### PROBLEM DESCRIPTION
Return the entries below line for line, changing nothing.

++++ SOURCE RECORDS ++++

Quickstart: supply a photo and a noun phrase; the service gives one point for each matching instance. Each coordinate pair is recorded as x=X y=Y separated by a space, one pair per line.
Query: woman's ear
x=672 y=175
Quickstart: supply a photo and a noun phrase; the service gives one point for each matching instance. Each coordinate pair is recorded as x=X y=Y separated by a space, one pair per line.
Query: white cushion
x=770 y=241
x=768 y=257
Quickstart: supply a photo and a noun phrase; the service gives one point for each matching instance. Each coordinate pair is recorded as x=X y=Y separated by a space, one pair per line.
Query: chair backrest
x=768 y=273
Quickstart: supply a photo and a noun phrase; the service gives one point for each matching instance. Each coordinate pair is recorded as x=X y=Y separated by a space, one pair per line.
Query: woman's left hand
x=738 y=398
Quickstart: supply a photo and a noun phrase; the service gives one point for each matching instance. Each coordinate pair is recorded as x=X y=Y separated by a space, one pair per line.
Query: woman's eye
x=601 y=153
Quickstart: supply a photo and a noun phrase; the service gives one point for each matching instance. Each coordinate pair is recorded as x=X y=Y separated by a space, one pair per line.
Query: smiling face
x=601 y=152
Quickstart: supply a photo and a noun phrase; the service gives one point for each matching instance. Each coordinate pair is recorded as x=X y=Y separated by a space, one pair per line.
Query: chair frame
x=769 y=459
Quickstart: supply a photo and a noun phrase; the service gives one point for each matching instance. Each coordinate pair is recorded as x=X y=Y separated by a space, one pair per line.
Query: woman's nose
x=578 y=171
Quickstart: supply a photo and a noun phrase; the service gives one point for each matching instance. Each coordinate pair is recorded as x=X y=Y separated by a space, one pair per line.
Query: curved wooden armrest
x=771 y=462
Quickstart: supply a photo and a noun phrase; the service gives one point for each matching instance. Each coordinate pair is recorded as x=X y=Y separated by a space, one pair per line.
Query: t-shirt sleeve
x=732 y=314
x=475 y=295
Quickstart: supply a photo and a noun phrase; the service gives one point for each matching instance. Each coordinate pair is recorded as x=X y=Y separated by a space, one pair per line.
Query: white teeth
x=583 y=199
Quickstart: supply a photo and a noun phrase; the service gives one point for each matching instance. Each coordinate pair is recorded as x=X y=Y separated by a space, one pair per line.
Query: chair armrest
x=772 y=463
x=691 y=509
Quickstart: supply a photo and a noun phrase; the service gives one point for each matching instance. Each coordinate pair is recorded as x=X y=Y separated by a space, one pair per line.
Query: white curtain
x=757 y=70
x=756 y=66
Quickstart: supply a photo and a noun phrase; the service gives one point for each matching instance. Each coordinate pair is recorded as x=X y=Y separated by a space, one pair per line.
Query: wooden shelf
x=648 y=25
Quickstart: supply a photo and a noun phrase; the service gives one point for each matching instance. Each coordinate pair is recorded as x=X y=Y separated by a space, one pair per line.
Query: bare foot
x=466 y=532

++++

### EXPECTED ANSWER
Quickstart: supply a photo and a noun phrase; the service gives one point for each matching instance. Each coordinate pair is recorded as x=X y=Y separated by a space, one pair per line.
Query: woman's ear
x=672 y=175
Quickstart: supply a photo and a noun phrase; the service gives one point for each matching instance. Each coordinate pair is recorded as x=X y=Y separated by a space, one pair per line.
Query: white cushion
x=770 y=241
x=768 y=257
Quickstart: supply a photo and a noun phrase; the service gives one point for each matching instance. Each coordinate pair is recorded as x=X y=Y separated by a space, one pair per line.
Query: chair backrest
x=768 y=273
Quickstart: supply a photo and a noun phrase; the service gives one point for each matching instance. Each coordinate pair is recorded as x=X y=Y separated by a space, one pair per line.
Query: woman's left hand
x=738 y=398
Quickstart: supply a photo and a noun phrase; the service gives one point for each matching instance. Each coordinate pair is recorded as x=X y=Y separated by a space, one pair per line.
Query: woman's eye
x=601 y=153
Quickstart: supply a photo and a noun phrase; the service gives one point for each matching instance. Each coordinate pair is recorded as x=X y=Y separated by a space, one pair per line.
Query: smiling face
x=601 y=152
Quickstart: supply a photo and a noun phrase; the service gives one point for each matching instance. Each coordinate pair is recorded as x=X y=Y separated by a space, one pair per line.
Query: chair frame
x=769 y=459
Quickstart: supply a photo and a noun phrase; the service gives one point for each matching instance. Each coordinate pair is recorded as x=X y=Y separated by a space, one pair per line.
Query: woman's nose
x=578 y=171
Quickstart: supply a photo and a noun phrase; the service gives one point for each matching instance. Each coordinate pair is recorded as x=X y=Y separated by a space, one pair per line.
Query: curved wooden armrest
x=771 y=462
Quickstart: supply a photo and a noun phrase; the service gives one point for each matching instance. Each coordinate pair is recorded as x=X y=Y separated by a space, one pair per line.
Query: t-shirt sleeve
x=732 y=314
x=475 y=295
Quickstart: supply a photo and a noun phrase; the service gives one point for each matching instance. Each coordinate pair is recorded as x=X y=Y separated by a space, one pair per line.
Query: white teeth
x=583 y=199
Quickstart: supply a photo and a noun phrase; the service gives one point for each matching instance. Each coordinate pair is recorded as x=X y=Y separated by a space, one pair per line.
Query: chair armrest
x=772 y=463
x=691 y=509
Quickstart: supply a photo and a noun phrase; the service gives one point for each matching instance. Each coordinate pair is recorded as x=X y=Y separated by a space, one pair per line.
Query: white curtain
x=757 y=70
x=756 y=66
Quickstart: supply a photo and a noun phrase; the service gives one point for each matching instance. Each coordinate pair is recorded as x=X y=Y separated by a space, one pair per line.
Query: wooden shelf
x=648 y=25
Quickstart: supply a photo and a noun phrase; the service gives one point for each matching instance. Each coordinate pair is recorded as x=X y=Y separated by a space, one pair per line.
Query: bare foot
x=466 y=532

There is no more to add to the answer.